Turn the rows below into a JSON list of strings, with one string per line and no entries for blank lines.
(begin)
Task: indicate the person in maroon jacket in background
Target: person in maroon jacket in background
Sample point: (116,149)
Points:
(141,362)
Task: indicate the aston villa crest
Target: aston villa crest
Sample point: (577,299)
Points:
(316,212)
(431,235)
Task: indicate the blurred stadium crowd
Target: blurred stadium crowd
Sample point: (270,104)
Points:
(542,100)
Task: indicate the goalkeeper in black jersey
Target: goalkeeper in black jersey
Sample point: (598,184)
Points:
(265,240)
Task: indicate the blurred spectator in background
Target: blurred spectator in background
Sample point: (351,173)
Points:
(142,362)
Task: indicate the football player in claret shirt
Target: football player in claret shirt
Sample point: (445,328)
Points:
(end)
Task response -
[
  "Task: indicate the person in maroon jacket in background",
  "Target: person in maroon jacket in background",
  "Sample point: (116,149)",
  "Points:",
  "(141,362)",
  "Task: indicate the aston villa crest",
  "Target: aston villa crest",
  "Sample point: (577,299)",
  "Points:",
  "(316,212)",
  "(431,235)",
  "Task: indicate the blurred stadium crowd",
  "Target: blurred stadium crowd",
  "Sample point: (270,104)",
  "Points:",
  "(542,100)",
  "Task: indicate the goalkeeper in black jersey",
  "Target: goalkeeper in black jersey",
  "Sample point: (598,184)",
  "Points:",
  "(265,240)",
  "Task: indicate the blurred spectator in background",
  "Target: blurred spectator in background",
  "Sample point: (351,173)",
  "Points:",
  "(142,362)",
  "Task: indicate the football player in claret shirt",
  "Target: football player in claret shirt",
  "Sample point: (445,328)",
  "Points:"
]